Pues bien, ya en la primera línea del primer capítulo comienza don Miguel recomendando que, a fin de templar los ánimos de aquellos a quienes hayamos podido ofender, cuando estos tienen a mano la ocasión de tomarse cumplida venganza por la ofensa recibida, es necesario dar cumplidas muestras de sumisión; tan cumplidas que logren suscitar lastima y piedad en el ofendido porque tal proceder suele dar buen resultado. Aunque por otra parte recuerde, acto seguido y aconsejando también su uso, que la osadía, la firmeza y la determinación, puedan servir igualmente para obtener el mismo y necesario resultado. Montaigne pone varios ejemplos de gran contundencia para validar ambas consideraciones, pero permitan que no se los reproduzca porque el artículo debo escribirlo yo y no mi admirado Monsieur Michel. La condición humana es la que es y lo que unos ven negro, otros lo ven blanco. Así ha sido siempre, así sigue siendo y así seguirá siendo en el futuro, al menos mientras sigamos sometidos a las mismas servidumbres que, nuestros antecesores en ese supuesto dominio de la Tierra que solemos atribuirnos, han estado sometidos. Después ya veremos, o ya lo verán ustedes que a mi no ceo que me de ya tiempo.

++++++++

**CONSIGNA A**: Reescribe de forma más breve el párrafo del texto seleccionado que empieza con "Pues bien, ya en la primera línea", conservando sus datos principales.
**CONSIGNA B**:
Responde a estas preguntas según el texto seleccionado:
(i) ¿Qué deben suscitar en el ofendido las muestras de sumisión?
(ii) ¿Qué tres cualidades se mencionan como otra forma de obtener el mismo resultado?
(iii) ¿Qué razón se da para no reproducir los ejemplos de Montaigne?

++++++++

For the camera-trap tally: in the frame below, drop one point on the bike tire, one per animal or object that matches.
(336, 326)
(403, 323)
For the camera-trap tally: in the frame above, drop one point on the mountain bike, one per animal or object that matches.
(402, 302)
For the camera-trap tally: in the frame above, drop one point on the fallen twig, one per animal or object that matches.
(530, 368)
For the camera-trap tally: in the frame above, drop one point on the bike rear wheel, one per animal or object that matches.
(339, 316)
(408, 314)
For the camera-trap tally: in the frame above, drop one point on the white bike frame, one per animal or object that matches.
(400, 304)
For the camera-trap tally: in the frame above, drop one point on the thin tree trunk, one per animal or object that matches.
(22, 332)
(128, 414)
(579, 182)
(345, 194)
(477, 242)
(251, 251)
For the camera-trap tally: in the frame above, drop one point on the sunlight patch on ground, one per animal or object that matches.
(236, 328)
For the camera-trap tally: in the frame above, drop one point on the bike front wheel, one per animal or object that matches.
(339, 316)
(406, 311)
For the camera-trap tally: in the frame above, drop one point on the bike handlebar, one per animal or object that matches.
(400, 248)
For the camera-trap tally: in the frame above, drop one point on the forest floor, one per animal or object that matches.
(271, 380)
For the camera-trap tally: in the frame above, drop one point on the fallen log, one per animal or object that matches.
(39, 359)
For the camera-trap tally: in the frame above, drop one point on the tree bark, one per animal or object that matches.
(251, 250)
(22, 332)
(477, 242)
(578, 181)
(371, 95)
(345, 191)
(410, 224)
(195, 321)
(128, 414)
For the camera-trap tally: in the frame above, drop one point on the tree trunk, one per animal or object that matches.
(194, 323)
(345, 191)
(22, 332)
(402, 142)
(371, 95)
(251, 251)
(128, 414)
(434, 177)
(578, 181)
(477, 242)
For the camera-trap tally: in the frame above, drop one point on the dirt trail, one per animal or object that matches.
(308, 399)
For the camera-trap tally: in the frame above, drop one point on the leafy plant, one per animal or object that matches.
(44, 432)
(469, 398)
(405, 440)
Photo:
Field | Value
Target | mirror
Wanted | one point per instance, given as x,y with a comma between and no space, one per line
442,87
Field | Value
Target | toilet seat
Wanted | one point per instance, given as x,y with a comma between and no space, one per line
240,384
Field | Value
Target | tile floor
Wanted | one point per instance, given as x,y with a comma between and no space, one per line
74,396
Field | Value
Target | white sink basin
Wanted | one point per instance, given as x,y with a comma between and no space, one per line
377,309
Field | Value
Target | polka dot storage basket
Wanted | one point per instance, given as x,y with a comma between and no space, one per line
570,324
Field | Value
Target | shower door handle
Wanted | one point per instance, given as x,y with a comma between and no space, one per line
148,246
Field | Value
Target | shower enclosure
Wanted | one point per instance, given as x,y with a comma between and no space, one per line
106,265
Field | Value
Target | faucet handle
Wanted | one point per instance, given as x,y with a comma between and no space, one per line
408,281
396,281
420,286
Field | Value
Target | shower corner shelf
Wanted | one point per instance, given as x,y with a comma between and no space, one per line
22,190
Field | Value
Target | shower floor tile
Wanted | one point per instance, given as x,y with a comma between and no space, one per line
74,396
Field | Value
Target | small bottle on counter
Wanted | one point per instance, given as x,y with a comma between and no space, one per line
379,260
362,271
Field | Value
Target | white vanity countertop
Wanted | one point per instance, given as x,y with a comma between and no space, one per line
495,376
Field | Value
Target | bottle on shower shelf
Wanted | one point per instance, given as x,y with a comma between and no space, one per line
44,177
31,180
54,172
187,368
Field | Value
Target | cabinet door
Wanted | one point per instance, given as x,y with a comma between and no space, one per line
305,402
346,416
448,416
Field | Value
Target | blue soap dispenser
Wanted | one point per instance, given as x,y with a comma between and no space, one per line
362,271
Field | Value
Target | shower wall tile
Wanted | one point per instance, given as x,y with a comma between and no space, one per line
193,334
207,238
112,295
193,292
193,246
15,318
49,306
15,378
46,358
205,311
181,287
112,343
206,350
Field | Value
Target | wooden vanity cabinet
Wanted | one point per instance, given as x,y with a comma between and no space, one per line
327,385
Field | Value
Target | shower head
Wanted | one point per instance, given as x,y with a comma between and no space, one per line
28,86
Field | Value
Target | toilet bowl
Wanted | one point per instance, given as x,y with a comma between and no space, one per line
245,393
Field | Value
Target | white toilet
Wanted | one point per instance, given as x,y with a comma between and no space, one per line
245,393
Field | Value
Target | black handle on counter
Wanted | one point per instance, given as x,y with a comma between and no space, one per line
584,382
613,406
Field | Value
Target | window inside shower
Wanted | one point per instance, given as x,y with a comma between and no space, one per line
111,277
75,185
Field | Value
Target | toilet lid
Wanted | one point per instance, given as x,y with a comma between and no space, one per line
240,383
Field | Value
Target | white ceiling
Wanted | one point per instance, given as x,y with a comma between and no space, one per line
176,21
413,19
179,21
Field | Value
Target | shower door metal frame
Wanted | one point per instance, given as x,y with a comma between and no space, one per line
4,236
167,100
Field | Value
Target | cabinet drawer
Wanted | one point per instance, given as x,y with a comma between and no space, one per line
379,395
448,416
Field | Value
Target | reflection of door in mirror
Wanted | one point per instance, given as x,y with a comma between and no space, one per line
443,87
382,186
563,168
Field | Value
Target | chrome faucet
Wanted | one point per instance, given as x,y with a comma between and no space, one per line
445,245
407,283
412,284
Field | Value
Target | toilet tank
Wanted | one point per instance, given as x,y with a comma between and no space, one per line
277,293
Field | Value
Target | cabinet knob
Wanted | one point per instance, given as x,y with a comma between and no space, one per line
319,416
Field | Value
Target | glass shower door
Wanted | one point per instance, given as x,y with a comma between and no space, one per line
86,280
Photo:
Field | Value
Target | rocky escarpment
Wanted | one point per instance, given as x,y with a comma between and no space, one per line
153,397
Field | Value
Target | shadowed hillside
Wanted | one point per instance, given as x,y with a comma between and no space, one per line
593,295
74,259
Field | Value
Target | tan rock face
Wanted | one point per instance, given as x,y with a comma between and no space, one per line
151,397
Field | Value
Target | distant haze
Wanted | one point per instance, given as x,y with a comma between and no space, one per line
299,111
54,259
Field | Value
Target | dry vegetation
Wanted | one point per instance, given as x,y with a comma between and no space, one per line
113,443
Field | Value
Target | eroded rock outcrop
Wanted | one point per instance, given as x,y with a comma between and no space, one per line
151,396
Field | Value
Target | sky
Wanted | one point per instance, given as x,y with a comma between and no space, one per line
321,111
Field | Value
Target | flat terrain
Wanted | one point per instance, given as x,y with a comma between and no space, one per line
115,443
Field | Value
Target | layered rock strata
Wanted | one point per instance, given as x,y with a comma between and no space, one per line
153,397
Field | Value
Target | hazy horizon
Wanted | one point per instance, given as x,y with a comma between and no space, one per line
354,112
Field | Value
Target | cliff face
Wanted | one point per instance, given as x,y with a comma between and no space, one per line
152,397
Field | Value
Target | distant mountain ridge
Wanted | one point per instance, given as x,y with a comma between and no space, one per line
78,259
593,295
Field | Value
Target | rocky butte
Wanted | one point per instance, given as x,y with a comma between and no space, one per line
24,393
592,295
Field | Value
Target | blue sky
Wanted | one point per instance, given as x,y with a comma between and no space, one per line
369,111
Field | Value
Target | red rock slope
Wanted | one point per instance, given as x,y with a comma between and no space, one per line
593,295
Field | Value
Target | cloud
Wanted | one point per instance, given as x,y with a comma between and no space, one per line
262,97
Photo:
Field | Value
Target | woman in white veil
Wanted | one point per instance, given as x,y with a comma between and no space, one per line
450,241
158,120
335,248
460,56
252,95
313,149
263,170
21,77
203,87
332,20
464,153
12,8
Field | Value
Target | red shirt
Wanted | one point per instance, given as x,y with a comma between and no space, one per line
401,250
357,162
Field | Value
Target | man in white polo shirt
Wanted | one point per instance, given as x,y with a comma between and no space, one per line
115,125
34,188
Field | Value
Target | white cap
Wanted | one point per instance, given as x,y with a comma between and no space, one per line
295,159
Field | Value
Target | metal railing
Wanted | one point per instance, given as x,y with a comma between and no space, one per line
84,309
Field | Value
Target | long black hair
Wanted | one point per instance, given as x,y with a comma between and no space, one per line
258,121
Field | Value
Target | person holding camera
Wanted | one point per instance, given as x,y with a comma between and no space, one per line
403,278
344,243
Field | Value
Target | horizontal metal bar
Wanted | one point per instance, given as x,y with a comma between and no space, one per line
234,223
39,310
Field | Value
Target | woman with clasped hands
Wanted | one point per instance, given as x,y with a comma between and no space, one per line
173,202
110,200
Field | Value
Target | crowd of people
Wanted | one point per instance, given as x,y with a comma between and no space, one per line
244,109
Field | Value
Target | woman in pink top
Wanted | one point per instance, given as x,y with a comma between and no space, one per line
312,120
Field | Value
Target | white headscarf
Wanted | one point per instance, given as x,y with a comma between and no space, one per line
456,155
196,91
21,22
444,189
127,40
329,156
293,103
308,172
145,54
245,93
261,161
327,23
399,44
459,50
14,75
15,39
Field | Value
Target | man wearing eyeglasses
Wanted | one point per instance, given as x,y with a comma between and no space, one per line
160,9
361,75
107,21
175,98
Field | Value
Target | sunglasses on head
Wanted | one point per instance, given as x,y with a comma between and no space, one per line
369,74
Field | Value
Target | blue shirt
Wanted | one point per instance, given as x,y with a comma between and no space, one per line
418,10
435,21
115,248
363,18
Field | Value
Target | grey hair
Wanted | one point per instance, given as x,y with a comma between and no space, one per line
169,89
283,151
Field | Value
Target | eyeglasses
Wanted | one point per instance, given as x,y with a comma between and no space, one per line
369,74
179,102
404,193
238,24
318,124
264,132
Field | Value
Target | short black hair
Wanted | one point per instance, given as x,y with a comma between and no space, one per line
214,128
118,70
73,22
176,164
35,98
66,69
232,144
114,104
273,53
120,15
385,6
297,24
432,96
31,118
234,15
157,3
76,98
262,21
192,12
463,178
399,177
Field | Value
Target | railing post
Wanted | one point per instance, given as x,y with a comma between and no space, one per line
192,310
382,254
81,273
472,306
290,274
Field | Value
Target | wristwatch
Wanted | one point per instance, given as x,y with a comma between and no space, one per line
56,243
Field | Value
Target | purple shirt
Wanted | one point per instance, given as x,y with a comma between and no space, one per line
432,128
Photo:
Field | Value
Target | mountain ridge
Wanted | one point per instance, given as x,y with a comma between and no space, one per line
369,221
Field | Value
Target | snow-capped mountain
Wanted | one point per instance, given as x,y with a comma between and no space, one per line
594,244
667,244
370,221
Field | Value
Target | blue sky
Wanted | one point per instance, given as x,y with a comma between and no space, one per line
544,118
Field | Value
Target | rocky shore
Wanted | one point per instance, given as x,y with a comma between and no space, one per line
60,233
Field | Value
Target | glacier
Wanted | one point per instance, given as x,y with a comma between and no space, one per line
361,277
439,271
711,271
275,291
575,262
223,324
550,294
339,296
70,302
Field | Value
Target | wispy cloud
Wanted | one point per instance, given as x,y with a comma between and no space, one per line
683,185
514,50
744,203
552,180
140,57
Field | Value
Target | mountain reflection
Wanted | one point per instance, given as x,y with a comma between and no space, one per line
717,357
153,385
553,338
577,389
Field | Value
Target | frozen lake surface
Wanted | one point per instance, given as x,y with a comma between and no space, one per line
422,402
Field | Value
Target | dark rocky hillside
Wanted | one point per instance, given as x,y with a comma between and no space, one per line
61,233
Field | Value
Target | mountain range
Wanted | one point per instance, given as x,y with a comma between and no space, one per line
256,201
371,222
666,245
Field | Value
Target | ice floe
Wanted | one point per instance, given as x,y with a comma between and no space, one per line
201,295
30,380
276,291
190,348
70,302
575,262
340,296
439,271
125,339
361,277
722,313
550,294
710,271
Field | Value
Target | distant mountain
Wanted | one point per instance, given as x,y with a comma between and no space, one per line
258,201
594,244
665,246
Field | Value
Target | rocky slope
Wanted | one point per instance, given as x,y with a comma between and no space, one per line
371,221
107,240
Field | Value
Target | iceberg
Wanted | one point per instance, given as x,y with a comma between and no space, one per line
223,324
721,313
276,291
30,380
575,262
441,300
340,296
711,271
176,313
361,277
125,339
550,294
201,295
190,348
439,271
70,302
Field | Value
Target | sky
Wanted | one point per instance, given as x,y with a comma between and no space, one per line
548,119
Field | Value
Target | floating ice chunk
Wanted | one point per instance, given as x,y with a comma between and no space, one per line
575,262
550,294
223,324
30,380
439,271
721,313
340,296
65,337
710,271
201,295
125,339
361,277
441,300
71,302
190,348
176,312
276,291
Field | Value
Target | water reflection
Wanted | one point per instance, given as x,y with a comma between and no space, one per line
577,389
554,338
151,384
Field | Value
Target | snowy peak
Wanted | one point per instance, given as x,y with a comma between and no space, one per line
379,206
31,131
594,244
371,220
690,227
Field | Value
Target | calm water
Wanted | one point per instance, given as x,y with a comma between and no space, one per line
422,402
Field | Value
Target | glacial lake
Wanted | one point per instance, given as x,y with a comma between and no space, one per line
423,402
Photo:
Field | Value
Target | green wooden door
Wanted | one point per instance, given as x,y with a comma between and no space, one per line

++++++++

**RESULTADO A**: Desde la primera línea del primer capítulo, don Miguel recomienda calmar a quienes hayamos ofendido, cuando pueden vengarse, con muestras de sumisión tan claras que despierten su lástima y su piedad, porque eso suele funcionar. También aconseja la osadía, la firmeza y la determinación como otra vía para lograr el mismo resultado. Montaigne da ejemplos contundentes de ambas posturas, que aquí no se reproducen. La condición humana hace que unos vean negro lo que otros ven blanco. Así ha sido siempre y así seguirá siendo mientras estemos sometidos a las mismas servidumbres que nuestros antecesores.

**RESULTADO B**:
(i) Lástima y piedad.
(ii) La osadía, la firmeza y la determinación.
(iii) Que el artículo debe escribirlo quien lo firma y no Monsieur Michel.